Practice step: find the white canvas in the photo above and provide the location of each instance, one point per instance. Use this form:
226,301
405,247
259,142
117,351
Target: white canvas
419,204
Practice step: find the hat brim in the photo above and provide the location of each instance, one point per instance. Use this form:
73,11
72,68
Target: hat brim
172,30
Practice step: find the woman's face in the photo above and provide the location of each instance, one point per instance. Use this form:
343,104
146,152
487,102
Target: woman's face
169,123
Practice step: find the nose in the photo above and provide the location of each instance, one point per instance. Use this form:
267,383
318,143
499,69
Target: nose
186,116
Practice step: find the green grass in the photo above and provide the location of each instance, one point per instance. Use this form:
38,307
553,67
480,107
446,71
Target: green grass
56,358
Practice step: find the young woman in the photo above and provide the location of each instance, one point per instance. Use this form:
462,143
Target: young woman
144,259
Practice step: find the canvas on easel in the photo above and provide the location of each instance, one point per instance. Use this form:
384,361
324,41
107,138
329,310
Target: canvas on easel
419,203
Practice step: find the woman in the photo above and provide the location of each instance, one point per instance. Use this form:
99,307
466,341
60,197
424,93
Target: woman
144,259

_____

## Challenge
Extract all the entries word for word.

## Solution for this exercise
Practice step: find the white canvas in the photo above and provide the location of each instance, one point per instance. Use this form:
226,301
405,247
259,142
117,351
Target: white canvas
419,204
Practice step: find the hat brim in the photo above and provide the location of each instance, one point per instance. Use this form:
73,11
72,68
Target: hat brim
172,30
Practice step: find the woman's face in the photo above and provide the location of each instance, one point per instance. Use this form:
343,104
146,152
487,102
Target: woman's face
169,123
Practice step: find the nose in the photo above and provide the location of each instance, one point per instance. Use this form:
267,383
318,143
499,69
Target: nose
186,116
Practice step: find the green grass in the photo above and provide the location of each instance, one point per instance. Use this form:
38,307
553,67
480,107
446,71
Target: green grass
56,358
Practice step: find the young woman in the photo above and provide the location of each instance, one point per instance. Use this form:
462,143
Target: young woman
144,259
Practice step: find the canvas on easel in the photo above and provide the location of each instance, one point per instance. Use this form:
384,361
324,41
107,138
329,310
Target: canvas on easel
419,203
Practice step: find the woman in the photo above and provide the location of each instance, one point per instance. Use this form:
99,307
466,341
60,197
424,93
Target: woman
144,259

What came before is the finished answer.